--- Reading passage Enclosed Below ---

I paint slow, but am always adding to my display. So the work itself might not deserve the full credit that its arrangement complimented. I was recipient of the George and June Musson Award at Images: A Festival of the Arts in January 2018.

And recently at the Stuart ArtsFest 2018, with a slight tweaking of the composition, I was awarded Best of Show. Was it the psychology of a salon style setup? I have to think it played a subtle role.

In closing, below is a painting of one of my granddaughters, Emerson... I have a couple of days into this, and feel like I'm off to a quick finish. Have to "color it up" and detract from my natural muddiness! Less a "portrait" and more a composition of a more universal human feeling with a cascade of hair. While I love the Pre-Raphaelites and their affinity for beauty, I also appreciate a painter's trait they abhorred — "sloshyness!"

--- End of Enclosed Reading passage ---

**Tasks to complete**
A - In the passage about painting, what award did the writer receive at the Stuart ArtsFest 2018?
B - Please write the next part of the passage about painting, picking up after its final sentence.

--- Data provided Enclosed Below ---

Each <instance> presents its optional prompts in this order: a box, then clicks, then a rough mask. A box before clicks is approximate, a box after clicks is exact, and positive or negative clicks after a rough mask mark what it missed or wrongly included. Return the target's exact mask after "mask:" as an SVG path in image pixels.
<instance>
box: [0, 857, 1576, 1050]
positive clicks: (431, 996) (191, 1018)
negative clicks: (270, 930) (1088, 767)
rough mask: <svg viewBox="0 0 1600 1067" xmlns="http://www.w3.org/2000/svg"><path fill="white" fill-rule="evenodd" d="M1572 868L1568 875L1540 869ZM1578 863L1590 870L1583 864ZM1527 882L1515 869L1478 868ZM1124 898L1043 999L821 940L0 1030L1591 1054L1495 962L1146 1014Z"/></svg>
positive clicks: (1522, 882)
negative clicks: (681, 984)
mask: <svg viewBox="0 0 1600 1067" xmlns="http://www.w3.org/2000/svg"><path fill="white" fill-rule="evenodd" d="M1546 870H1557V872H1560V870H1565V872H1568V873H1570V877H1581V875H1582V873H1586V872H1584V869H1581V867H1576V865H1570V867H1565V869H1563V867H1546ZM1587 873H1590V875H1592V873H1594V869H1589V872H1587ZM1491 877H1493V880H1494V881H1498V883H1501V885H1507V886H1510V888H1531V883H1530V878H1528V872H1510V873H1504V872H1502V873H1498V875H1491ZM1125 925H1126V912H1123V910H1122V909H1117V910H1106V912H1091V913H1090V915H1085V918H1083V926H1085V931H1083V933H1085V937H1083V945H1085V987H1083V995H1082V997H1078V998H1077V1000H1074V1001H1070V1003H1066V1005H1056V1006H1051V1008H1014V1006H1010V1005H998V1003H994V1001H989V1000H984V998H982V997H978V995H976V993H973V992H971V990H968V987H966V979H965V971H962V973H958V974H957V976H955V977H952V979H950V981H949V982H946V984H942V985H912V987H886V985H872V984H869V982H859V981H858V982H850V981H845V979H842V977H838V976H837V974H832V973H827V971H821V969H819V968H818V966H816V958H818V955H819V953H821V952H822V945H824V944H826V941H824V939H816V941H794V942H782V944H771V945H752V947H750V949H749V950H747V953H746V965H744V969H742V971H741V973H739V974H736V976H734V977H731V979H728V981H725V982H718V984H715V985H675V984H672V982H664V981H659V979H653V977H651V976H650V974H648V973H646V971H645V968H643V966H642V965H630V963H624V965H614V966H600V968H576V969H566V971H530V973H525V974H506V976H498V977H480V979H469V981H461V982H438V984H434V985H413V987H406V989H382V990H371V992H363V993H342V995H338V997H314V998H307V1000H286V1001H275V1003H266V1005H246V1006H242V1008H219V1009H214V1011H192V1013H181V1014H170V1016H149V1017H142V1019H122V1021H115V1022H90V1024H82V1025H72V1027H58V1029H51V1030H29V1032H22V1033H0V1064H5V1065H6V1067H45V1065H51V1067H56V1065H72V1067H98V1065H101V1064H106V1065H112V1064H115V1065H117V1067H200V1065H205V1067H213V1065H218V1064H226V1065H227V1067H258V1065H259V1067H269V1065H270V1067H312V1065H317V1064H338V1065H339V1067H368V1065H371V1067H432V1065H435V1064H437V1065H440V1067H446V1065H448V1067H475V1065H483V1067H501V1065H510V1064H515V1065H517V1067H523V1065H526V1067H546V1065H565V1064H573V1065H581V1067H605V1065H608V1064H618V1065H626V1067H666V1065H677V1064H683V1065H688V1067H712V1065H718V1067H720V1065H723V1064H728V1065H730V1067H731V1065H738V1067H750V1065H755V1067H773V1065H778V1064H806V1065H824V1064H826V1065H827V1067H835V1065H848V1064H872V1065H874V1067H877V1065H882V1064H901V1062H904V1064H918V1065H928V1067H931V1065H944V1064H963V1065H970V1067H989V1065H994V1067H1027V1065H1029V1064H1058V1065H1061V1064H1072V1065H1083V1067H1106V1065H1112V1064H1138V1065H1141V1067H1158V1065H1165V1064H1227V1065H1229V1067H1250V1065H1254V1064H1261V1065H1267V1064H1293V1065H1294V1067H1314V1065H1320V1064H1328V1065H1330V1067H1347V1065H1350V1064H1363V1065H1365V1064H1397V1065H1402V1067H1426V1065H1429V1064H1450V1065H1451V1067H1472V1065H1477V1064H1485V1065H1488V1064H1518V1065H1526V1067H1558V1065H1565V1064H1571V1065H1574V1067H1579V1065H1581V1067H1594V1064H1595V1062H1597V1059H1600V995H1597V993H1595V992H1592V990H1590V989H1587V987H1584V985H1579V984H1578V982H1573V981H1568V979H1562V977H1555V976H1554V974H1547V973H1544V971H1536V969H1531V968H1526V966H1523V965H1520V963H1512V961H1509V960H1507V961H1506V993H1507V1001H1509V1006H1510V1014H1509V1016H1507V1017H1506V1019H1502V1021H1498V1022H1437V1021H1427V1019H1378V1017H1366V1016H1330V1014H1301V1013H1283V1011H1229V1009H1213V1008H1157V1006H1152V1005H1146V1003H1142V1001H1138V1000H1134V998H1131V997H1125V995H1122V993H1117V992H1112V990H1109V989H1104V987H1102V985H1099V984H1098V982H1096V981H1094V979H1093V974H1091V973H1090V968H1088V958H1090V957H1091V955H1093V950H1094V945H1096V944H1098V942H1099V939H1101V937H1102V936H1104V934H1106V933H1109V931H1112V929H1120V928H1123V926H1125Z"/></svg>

--- End of Enclosed Data provided ---

**Answers in order**
A - Best of Show

B -
Introducing “Cascade,” 24x30 oil on canvas (unfinished).

Wednesday, January 17, 2018

So, What Does 2018 Hold?

I'm excited to find out, because in all honesty, I have no idea what I'm going to paint next! Plans are to visit Europe (Scotland, England and the Netherlands) in the fall... I also still have a lot of fallen trees to cut-and-clear still from the 2017 hurricane season, and so you see why I'm "so looking forward" to "other" things!

Art festivals and shows I've been accepted to for 2018:

Hope to see you at one of these events!

In the meantime, it's been suggested, painting-wise, that I do a few new things: (1) Loosen-up on my realistic style, and, (2) Umm, maybe another subject other than your lovely partner? And, (3) work smaller at a more cash-and-carry scale for art shows.

My most recent paintings of 2018 might justify that second suggestion... Both were from some recent snapshots of my lovely wife's profile; each ever-so-slightly different, but vastly different in application. Here they are.

Salvia & Peony
30x24 oil on canvas
2018





















Three Eggs
24x24 oil on canvas
2018



Tuesday, October 31, 2017

Driven/Not Driven, Discipline/Indiscipline

The more I paint, the more I realize one must be "driven" to some degree in order to progress. Otherwise, much time passes and little gets done. But I'm not.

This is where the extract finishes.